Using Qantas frequent flyer points to book Alaska Airlines flights

Using Qantas frequent flyer points to book Alaska Airlines flights

Planning a trip to the United States? You're probably familiar with American Airlines – one of Qantas' closest Oneworld alliance partners – but an often-overlooked alternative is Alaska Airlines, another Qantas partner.

Despite the name and particularly following its takeover of Virgin America, Alaska Airlines provides a strong network of flights across North America, including from places like Los Angeles, San Francisco and Honolulu as are served by Qantas: and no, not only to Alaska.

With very low fees and charges levied on reward bookings made using Qantas Points – typically US$5.60 per one-way domestic flight, whether flying up the front or down the back – here's what you need to know to turn your Qantas Points into an Alaska Airlines flight.

Booking Alaska Airlines flights with Qantas Points: key routes

In the same way that Qantas – formerly Queensland And Northern Territory Aerial Services – doesn't only fly to Queensland and the NT, Alaska Airlines has a broad network of flights across North and Central America, many of which don't go anywhere near Alaska.

Alaska Airlines doesn't fly to Australia or New Zealand, but here's a snapshot of where you can fly from several US airports served by its partner Qantas, such as Los Angeles...

... San Francisco...

... and Honolulu, to both Alaska and the US Mainland:

Put that all together and you'll quickly see that Alaska Airlines is no small fish, particularly as the map below shows only the routes most relevant to Australian travellers out of those three major airports, which is nowhere close to the airline's entire flight network:

Just keep in mind when searching for reward flights that in some cities, Alaska Airlines serves more than one airport: JFK and Newark in the New York Area, for example, and Dulles and Reagan National in Washington D.C.

Booking Alaska Airlines flights with Qantas Points: the basics

On most flights, Alaska Airlines offers two main classes of service: 'first class' in the North American sense, which Australians would generally consider to be business class (below), and economy.

Read: Alaska Airlines' new 'first class' (okay, business class) seat

Here's where that becomes problematic: in the Qantas Frequent Flyer program, Qantas charges the full first class booking rates for such Alaska Airlines first class flights – the same rate as for true long-haul first class flights of a comparable distance, as opposed to debiting points at business class rates as you might expect.

For example, if you're darting from Los Angeles to San Francisco (or vice versa), you'd part with 10,000 Qantas Points plus US$5.60 for a one-way economy flight, but would be slugged a whopping 26,000 Qantas Points (plus the same US$5.60) to fly Alaska Airlines first class on the 90-minute hop, whereas booking American Airlines business class on the same route is just 16,000 Qantas Points.

On the plus side, booking Alaskan first class provides pre-flight access to Alaska Airlines' lounges, where available, which isn't always the case on other short flights within North America (including on most American Airlines business class fares), and provides a free checked baggage allowance of 2x23kg.

Booking an Alaska Airlines economy reward flight, on the other hand, includes no checked baggage at all – fees of US$30 for the first bag, US$40 for the second back and US$100 for any further bags are levied at check-in.

Given records:
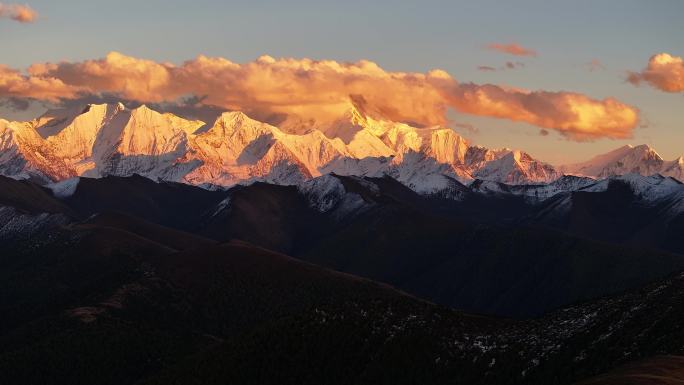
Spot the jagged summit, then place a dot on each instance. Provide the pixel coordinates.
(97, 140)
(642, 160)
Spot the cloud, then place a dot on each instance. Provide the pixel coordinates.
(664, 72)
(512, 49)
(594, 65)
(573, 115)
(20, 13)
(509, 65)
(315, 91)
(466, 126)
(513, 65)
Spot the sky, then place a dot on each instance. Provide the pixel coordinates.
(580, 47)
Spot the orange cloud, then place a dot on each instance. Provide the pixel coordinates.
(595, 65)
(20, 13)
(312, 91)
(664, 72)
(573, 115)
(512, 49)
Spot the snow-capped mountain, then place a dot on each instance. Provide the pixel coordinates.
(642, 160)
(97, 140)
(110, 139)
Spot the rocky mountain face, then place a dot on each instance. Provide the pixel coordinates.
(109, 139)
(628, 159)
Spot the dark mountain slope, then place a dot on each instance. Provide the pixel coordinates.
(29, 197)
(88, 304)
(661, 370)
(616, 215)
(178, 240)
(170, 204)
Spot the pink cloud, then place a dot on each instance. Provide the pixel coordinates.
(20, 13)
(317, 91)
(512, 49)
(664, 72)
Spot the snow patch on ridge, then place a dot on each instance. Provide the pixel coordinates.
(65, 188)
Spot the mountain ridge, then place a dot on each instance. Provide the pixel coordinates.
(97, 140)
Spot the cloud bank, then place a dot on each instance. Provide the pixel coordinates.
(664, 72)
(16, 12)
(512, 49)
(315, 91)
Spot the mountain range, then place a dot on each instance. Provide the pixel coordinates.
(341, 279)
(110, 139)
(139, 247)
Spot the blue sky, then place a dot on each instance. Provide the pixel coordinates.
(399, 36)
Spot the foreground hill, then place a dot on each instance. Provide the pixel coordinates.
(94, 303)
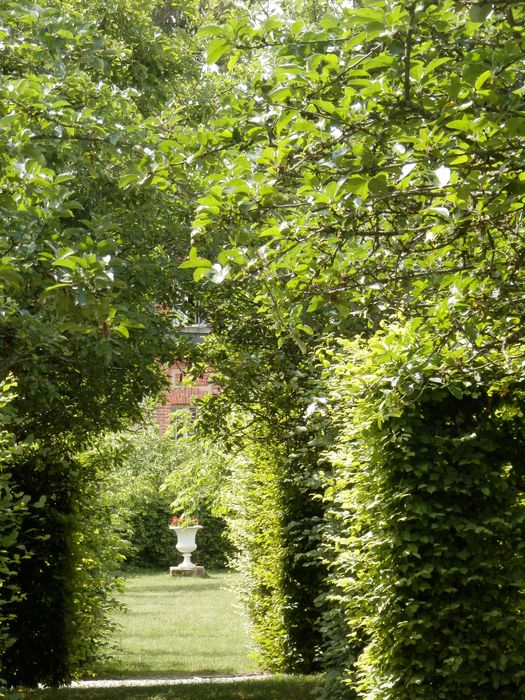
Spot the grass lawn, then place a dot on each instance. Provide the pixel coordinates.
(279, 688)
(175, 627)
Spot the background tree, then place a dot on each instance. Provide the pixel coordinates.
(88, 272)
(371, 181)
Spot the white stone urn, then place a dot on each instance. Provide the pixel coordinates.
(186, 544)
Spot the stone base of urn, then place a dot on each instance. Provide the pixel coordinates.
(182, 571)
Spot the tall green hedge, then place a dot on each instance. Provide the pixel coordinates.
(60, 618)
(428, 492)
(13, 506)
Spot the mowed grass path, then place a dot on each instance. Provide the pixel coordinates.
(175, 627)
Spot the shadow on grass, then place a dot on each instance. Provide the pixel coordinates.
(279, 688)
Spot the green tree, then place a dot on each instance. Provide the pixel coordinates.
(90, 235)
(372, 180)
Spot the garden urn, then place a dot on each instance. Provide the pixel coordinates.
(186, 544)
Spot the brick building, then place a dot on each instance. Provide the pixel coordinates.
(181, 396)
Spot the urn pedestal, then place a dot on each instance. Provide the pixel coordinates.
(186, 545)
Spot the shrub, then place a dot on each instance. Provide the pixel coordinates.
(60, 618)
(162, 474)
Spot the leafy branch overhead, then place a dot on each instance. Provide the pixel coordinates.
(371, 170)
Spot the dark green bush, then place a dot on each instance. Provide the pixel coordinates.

Exercise instructions:
1. Turn the part of the records that opens with the line containing "Spot the urn" and runs through the last line of the records into a numbered list, leaving out blank lines.
2. Carry on the article about using Qantas Points for Alaska Airlines flights from the point where it stops.

Responses for each task:
1.
1. Spot the urn pedestal, then place a dot on each instance. Provide the pixel coordinates.
2. (186, 545)
3. Spot the shrub, then place a dot on each instance. Provide the pixel coordinates.
4. (60, 618)
5. (162, 474)
6. Spot the leafy branch overhead, then place a dot on each instance. Provide the pixel coordinates.
7. (371, 170)
8. Spot the dark green bush, then place a dot on each instance. Provide the pixel coordinates.

2.
Alaska Airlines reward flights are also priced in line with the less-generous Qantas Frequent Flyer partner table, as opposed to the 'preferred' table covering Qantas flights and those on its close alliance partners like American Airlines and Emirates, so if American Airlines and Alaska Airlines fly the same route, you could consider both options.

Read: Using Qantas frequent flyer points to book American Airlines flights

Given the difference in points rates, I personally find Alaska Airlines to be a useful option when considering day trips on relatively short-distance routes within the US – where economy is tolerable and I don't have a bag to worry about – particularly when there's availability on Alaska Airlines flights but nothing suitable on American Airlines, which doesn't tend to release as many reward seats on popular routes.

Booking Alaska Airlines flights with Qantas Points: how many points you'll need

Here's a look at how many points you'll need to book some of Alaska Airlines' more popular flights out of Los Angeles, San Francisco and Honolulu, but this is by no means a complete list:

Route (one-way)

First class

Economy

Los Angeles-San Francisco
San Francisco-Las Vegas
San Francisco-San Diego

26,000 Qantas Points

10,000 Qantas Points

Los Angeles-Seattle

38,000 Qantas Points

14,000 Qantas Points

Los Angeles-Chicago
San Francisco-New Orleans
Honolulu-San Francisco

56,000 Qantas Points

20,000 Qantas Points

Los Angeles-New York
Los Angeles-Honolulu
Los Angeles-Boston
San Francisco-Philadelphia
Honolulu-Seattle
Honolulu-Anchorage

78,000 Qantas Points

28,000 Qantas Points

As Qantas uses flight distance to determine how many points to charge – rather than regions as used by some other frequent flyer programs – there are a few sweet spots hiding around the place, such as for travellers who'll already be visiting Honolulu.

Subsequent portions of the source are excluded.